TASK STATEMENT
Convert every line of the rows below into a Markdown table with two columns, Index and Entry, numbering each line in order and skipping blank lines. Leave the pictures out of the answer.

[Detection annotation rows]
# # # #

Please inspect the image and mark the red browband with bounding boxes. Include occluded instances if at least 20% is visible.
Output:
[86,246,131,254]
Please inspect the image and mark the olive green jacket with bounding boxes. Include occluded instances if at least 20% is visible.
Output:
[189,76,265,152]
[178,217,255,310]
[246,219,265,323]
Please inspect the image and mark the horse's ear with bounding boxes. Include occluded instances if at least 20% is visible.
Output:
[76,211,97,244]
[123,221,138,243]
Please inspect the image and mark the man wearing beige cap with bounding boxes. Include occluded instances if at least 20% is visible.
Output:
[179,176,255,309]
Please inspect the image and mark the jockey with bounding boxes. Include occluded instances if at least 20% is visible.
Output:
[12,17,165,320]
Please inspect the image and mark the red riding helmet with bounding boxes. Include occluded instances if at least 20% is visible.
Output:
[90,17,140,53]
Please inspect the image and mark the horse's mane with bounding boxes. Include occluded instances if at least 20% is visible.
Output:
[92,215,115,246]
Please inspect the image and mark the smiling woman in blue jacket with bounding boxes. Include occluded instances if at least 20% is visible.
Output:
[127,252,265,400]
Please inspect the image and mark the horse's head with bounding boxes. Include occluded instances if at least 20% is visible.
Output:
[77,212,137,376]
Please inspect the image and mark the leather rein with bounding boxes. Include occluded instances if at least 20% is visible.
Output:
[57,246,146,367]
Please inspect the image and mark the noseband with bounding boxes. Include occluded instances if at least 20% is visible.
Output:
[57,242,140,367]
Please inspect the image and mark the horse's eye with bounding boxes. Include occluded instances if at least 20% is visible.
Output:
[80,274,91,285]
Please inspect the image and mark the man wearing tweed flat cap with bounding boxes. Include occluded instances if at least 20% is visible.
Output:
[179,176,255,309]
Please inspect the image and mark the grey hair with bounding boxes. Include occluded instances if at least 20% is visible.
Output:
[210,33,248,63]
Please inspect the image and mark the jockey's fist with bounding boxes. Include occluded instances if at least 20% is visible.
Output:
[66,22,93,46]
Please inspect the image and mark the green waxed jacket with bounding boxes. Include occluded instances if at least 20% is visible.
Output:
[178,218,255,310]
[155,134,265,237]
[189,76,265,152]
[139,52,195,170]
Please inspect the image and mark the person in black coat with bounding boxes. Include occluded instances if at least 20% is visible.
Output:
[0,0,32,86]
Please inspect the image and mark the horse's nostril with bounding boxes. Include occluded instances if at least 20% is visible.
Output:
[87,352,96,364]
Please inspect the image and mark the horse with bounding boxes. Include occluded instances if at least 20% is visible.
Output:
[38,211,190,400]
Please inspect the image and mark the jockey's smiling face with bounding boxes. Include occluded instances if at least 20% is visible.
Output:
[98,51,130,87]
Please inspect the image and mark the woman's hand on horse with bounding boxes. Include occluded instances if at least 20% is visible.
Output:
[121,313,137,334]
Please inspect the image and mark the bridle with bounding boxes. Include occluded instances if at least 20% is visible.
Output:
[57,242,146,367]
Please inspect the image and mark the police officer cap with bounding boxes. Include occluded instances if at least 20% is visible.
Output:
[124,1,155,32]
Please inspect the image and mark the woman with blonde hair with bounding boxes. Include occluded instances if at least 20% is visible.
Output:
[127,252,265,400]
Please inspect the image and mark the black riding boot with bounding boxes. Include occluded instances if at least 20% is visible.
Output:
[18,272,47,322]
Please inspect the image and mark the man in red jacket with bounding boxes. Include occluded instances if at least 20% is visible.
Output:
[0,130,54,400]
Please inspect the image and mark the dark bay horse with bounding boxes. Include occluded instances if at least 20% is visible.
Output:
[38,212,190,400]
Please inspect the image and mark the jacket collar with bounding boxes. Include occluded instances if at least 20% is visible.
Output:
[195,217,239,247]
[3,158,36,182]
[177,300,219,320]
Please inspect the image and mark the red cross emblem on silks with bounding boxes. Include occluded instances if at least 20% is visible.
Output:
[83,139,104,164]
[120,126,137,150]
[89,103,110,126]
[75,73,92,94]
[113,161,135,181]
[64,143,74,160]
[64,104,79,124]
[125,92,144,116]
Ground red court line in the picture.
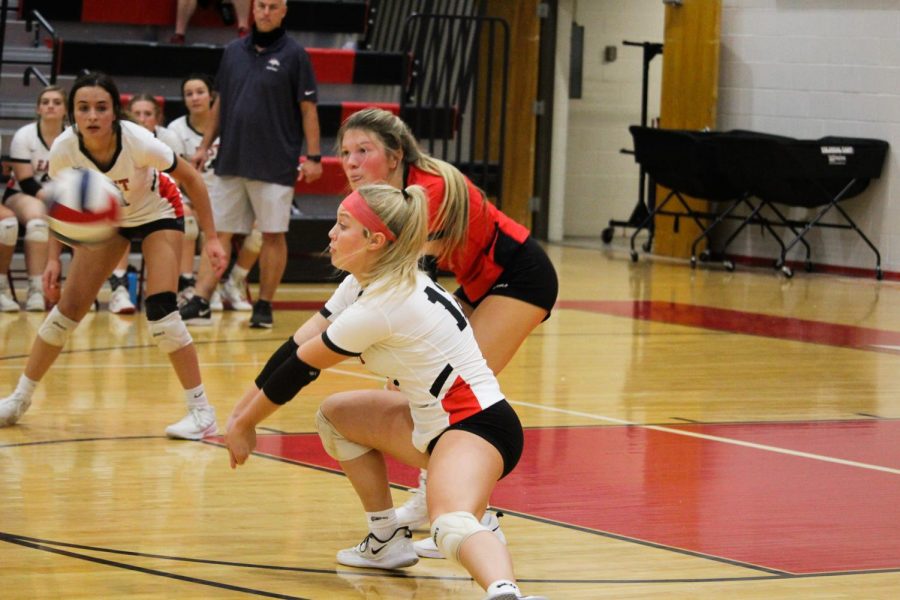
[250,421,900,574]
[556,300,900,350]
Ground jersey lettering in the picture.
[428,363,453,398]
[425,286,468,331]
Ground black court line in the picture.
[0,531,900,598]
[0,532,308,600]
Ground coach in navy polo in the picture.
[182,0,322,328]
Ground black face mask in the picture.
[251,23,285,48]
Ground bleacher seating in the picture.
[0,0,502,281]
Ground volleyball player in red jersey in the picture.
[337,108,559,557]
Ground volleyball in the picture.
[47,169,122,245]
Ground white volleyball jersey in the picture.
[322,273,503,452]
[153,125,184,156]
[168,115,219,189]
[50,121,183,227]
[9,122,56,192]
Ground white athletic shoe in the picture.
[222,277,253,312]
[166,406,219,440]
[337,527,419,569]
[0,392,31,427]
[25,287,46,312]
[413,510,506,558]
[397,472,430,530]
[109,286,137,315]
[484,590,548,600]
[0,288,22,312]
[209,286,225,312]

# # # #

ANSWER FOR THE TASK
| Index | Entry |
|---|---|
| 1 | Please inspect the image and mark the red browband with bounding boxes. Include occluded instances if at least 20% is visible. |
| 2 | Output: |
| 3 | [86,246,131,254] |
| 4 | Please inspect the image and mark the olive green jacket with bounding boxes. Include occluded instances if at least 20% is visible. |
| 5 | Output: |
| 6 | [189,76,265,152] |
| 7 | [178,217,255,310] |
| 8 | [246,219,265,323] |
| 9 | Please inspect the image and mark the horse's ear with bounding boxes. Include occluded instances if at least 20% is visible. |
| 10 | Output: |
| 11 | [76,211,97,244] |
| 12 | [123,221,138,243] |
| 13 | Please inspect the image and mark the man wearing beige cap with bounding boxes. Include occluded instances if at least 20% is visible. |
| 14 | Output: |
| 15 | [179,176,255,309] |
| 16 | Please inspect the image and mark the jockey with bounding boxes. Include occluded instances if at least 20% is visible. |
| 17 | Output: |
| 18 | [12,17,165,320] |
| 19 | Please inspect the image and mark the red riding helmet with bounding boxes. Include occluded instances if at least 20% is visible. |
| 20 | Output: |
| 21 | [90,17,140,53] |
| 22 | Please inspect the image and mark the horse's mane with bounding boxes. Include occluded instances if at least 20% is visible. |
| 23 | Output: |
| 24 | [92,215,115,246] |
| 25 | Please inspect the image and mark the smiling woman in blue jacket with bounding boxes. Include occluded instances if at least 20% is visible. |
| 26 | Output: |
| 27 | [127,252,265,400] |
| 28 | Please inspect the image and mark the horse's head with bounding boxes. Include occluded instances if at least 20% is visible. |
| 29 | Output: |
| 30 | [77,212,137,376] |
| 31 | Please inspect the image and mark the leather rein with bounding boxes. Include occluded instances if at least 20% is visible. |
| 32 | Output: |
| 33 | [57,246,146,367] |
| 34 | Please inspect the image and mark the noseband with bounding boxes. Include occluded instances if at least 20% is visible. |
| 35 | Output: |
| 36 | [57,242,140,367] |
| 37 | Please inspect the image and mark the horse's eye with bounding boxes. Include occluded instances if at least 20% is visible. |
| 38 | Output: |
| 39 | [80,274,91,285] |
| 40 | Please inspect the image and mark the man wearing tweed flat cap with bounding boxes. Include occluded instances if at least 20% is visible. |
| 41 | Output: |
| 42 | [179,176,255,309] |
| 43 | Please inspect the image and mark the grey hair with bounding boxes. Include occluded instances if at least 20% is visible. |
| 44 | Output: |
| 45 | [210,33,248,63] |
| 46 | Please inspect the image and mark the jockey's fist with bounding boxes. Include occluded instances if at least 20% is visible. |
| 47 | Output: |
| 48 | [66,22,93,46] |
| 49 | Please inspect the image and mark the green waxed jacket with bounding boxes. Include occluded instances if at least 20% is visible. |
| 50 | Output: |
| 51 | [178,218,255,310] |
| 52 | [155,134,265,237] |
| 53 | [189,76,265,152] |
| 54 | [139,52,195,170] |
| 55 | Please inspect the image and mark the person in black coat with bounding boxes. Include occluded instances if at least 20% is visible. |
| 56 | Output: |
| 57 | [0,0,32,86] |
| 58 | Please inspect the image and mark the horse's nostril with bounding boxes. Include occluded instances if at least 20% is visible. |
| 59 | Output: |
| 60 | [87,352,96,364] |
| 61 | Please inspect the image and mark the horse with bounding boxes. Include occluded instances if at least 20% is visible. |
| 62 | Output: |
| 63 | [38,211,190,400] |
| 64 | Please inspect the image and mark the jockey's smiling face with bounding boxes. Include occluded instances if at least 20% is visible. |
| 65 | Output: |
| 66 | [98,51,130,87] |
| 67 | Please inspect the image and mark the woman's hand on horse with bounding boxes. Include occluded instances if at least 20% is visible. |
| 68 | Output: |
| 69 | [121,313,137,334] |
| 70 | Please inspect the image and mark the bridle with bounding boxes. Include occluded instances if at least 20% is visible. |
| 71 | Output: |
| 72 | [57,242,146,367] |
| 73 | Please inspect the image and mark the police officer cap with bounding boxes. Include occluded instances if at least 20% is visible. |
| 74 | Output: |
| 75 | [124,1,155,32] |
| 76 | Please inspect the image and mark the woman with blonde hair with bounding boxes. Include occluded instances if at least 20% is visible. |
| 77 | Output: |
| 78 | [127,252,265,400] |
| 79 | Please inspect the image and mark the black riding boot with bounding boxes. Include occluded instances if at least 20% is visible. |
| 80 | Output: |
| 81 | [18,272,47,322] |
| 82 | Please inspect the image and mark the man in red jacket with bounding boxes. Include occluded instances if at least 20% is visible. |
| 83 | Output: |
| 84 | [0,130,54,400] |
| 85 | Please inspect the image and mark the dark bay horse with bounding boxes. Include occluded instances if at least 20% is visible. |
| 86 | Output: |
| 87 | [38,212,190,400] |
| 88 | Please inspect the image and mark the jacket collar with bounding boxes. Include occluded instances if at least 20% is visible. |
| 89 | Output: |
| 90 | [195,217,239,247] |
| 91 | [3,158,36,182] |
| 92 | [177,300,219,320] |
| 93 | Please inspect the image and mark the red cross emblem on silks with bounding boxes. Include occluded instances if at least 20% is visible. |
| 94 | Output: |
| 95 | [83,139,104,164] |
| 96 | [120,126,137,150] |
| 97 | [89,103,110,126] |
| 98 | [75,73,92,94] |
| 99 | [113,161,135,181] |
| 100 | [64,143,74,160] |
| 101 | [64,104,79,124] |
| 102 | [125,92,144,116] |
| 103 | Ground red court line in the picture. |
| 104 | [250,421,900,574] |
| 105 | [556,300,900,350] |
| 106 | Ground jersey lettering in the picture. |
| 107 | [428,363,453,398] |
| 108 | [425,286,468,331] |
| 109 | Ground black court line in the picture. |
| 110 | [0,531,900,598] |
| 111 | [0,532,308,600] |
| 112 | Ground coach in navy polo in the picture. |
| 113 | [182,0,322,328] |
| 114 | Ground black face mask in the picture. |
| 115 | [251,23,285,48] |
| 116 | Ground bleacher seating in the picture. |
| 117 | [0,0,502,281] |
| 118 | Ground volleyball player in red jersey in the picture. |
| 119 | [337,108,559,557] |
| 120 | Ground volleyball in the picture. |
| 121 | [47,169,122,245] |
| 122 | Ground white volleyball jersey in the picture. |
| 123 | [322,273,503,452] |
| 124 | [153,125,184,156] |
| 125 | [168,115,219,189] |
| 126 | [50,121,183,227] |
| 127 | [9,122,56,192] |
| 128 | Ground white athletic shoe in the picture. |
| 129 | [222,277,253,312] |
| 130 | [166,406,219,440] |
| 131 | [337,527,419,569] |
| 132 | [0,392,31,427] |
| 133 | [25,287,46,312] |
| 134 | [413,510,506,558] |
| 135 | [397,472,430,530] |
| 136 | [109,286,137,315] |
| 137 | [484,590,548,600] |
| 138 | [0,288,22,312] |
| 139 | [209,286,225,312] |